**DOCUMENT**
—————

In operation, the imaging devices 102 and 104 transmit a description of their operating parameters, which may be in the form of an XML file, to the server 112. In some embodiments, the description of the operating parameters may be a JSON file. In some embodiments, the description of the operating parameters may include more than one file. In some embodiments, the imaging devices 102 and 104 may transmit a string identifying the device (e.g., serial number, product ID) to the server 112, which the server may use to retrieve operation parameters for the imaging devices 102 and 104 from the cloud and/or from an imaging device manufacturer computer system. The server 112 may receive a natural language prompt from a user device (e.g., text input from a keyboard, audio input from a microphone), such as the user device 260 in FIG. 2, and generate a program for the imaging devices 102 and 104 to execute. The program may configure operating parameters of the imaging device 102 and 104 and include instructions to capture image data of an object 108 on the conveyor belt 106. The image devices 102 and 104 may transmit the image data of the object 108 for display and/or further analysis to the server 112.

It should be appreciated that, while one machine vision camera 102a and one 2D imaging device 104a are shown, any suitable number of devices may be used in order to capture all images of the target object 108, take multiple image captures of the target object 108, and/or otherwise capture sufficient image data of the target object 108.

—————

**EXERCISE INPUT**
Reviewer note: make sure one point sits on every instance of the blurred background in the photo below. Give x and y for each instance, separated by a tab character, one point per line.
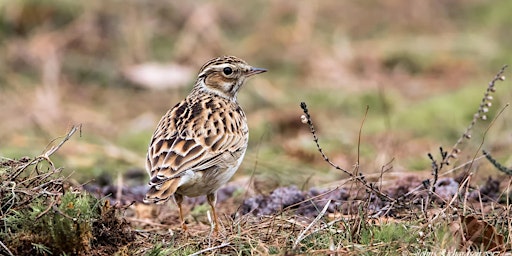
117	66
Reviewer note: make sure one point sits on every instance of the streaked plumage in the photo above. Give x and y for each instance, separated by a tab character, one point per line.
200	143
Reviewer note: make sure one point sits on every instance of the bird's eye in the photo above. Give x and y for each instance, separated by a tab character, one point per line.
227	71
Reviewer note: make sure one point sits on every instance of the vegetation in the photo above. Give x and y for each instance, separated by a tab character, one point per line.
387	86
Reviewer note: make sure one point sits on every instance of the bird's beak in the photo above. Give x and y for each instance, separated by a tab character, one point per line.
255	71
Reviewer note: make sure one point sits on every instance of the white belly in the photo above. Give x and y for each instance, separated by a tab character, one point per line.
196	183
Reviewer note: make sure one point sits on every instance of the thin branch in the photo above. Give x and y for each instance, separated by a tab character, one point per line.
210	249
301	235
6	249
359	138
306	118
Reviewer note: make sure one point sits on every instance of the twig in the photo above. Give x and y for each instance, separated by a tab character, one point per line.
301	235
66	138
306	118
485	133
210	249
482	109
359	138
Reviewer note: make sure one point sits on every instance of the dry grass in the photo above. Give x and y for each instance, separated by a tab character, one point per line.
413	76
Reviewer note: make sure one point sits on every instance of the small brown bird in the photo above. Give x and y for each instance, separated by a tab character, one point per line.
200	143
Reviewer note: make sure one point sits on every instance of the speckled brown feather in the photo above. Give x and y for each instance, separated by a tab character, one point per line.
192	136
207	132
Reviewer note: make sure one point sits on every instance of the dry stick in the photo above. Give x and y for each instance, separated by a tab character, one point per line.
307	119
6	249
485	134
481	110
301	235
47	154
210	249
359	138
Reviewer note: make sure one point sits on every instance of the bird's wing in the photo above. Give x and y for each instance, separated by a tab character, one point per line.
194	135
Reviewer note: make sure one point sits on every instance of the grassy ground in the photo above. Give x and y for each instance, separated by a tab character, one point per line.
420	68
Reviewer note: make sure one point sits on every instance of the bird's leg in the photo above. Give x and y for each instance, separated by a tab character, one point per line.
212	199
179	199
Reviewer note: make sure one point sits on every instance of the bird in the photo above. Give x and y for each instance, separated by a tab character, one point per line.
200	142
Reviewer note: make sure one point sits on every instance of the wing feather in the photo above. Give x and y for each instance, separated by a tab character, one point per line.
197	134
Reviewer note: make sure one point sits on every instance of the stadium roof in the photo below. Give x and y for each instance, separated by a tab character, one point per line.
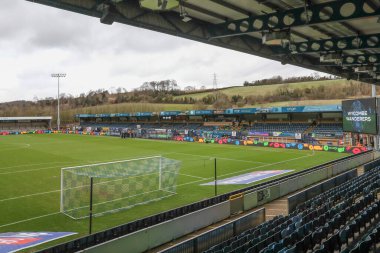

—————

**REQUESTS**
1) Collect every line of the listing above that contains the string "below", treating uppercase and lowercase letters as different.
2) Write the next part of the passage about imaging devices and the server that programs them, starting right after its final sentence.

**ANSWER SET**
1)
Reviewer note: make sure one point sits on every instance of the blurred background in the photo below. Give x and y for each instance, separated by a tab character, one point per line.
Reviewer note: make sure one point sits on every instance of the stadium roof in the photo below. Give x and y for each instance, separated by a tab character, one point per line.

2)
Example Processing Platform

FIG. 2 is a block diagram representative of an example logic circuit capable of implementing example methods and/or operations described herein. As an example, the example logic circuit may be capable of implementing one or more components of FIGS. 1-4.

The example logic circuit of FIG. 2 is a processing platform 220 capable of executing instructions to, for example, implement operations of the example methods described herein, as may be represented by the flowcharts of the drawings that accompany this description. Other example logic circuits capable of, for example, implementing operations of the example methods described herein include field programmable gate arrays (FPGAs) and application specific integrated circuits (ASICs). In an example, the processing platform 220 is implemented at the server 112 in FIG. 1.

The example processing platform 220 of FIG. 2 includes a processor 222 such as, for example, one or more microprocessors, controllers, and/or any suitable type of processor. The example processing platform 220 of FIG. 2 includes memory (e.g., volatile memory, non-volatile memory) 224 accessible by the processor 222 (e.g., via a memory controller). The example processor 222 interacts with the memory 224 to obtain, for example, machine-readable instructions stored in the memory 224 corresponding to, for example, the operations represented by the flowcharts of this disclosure.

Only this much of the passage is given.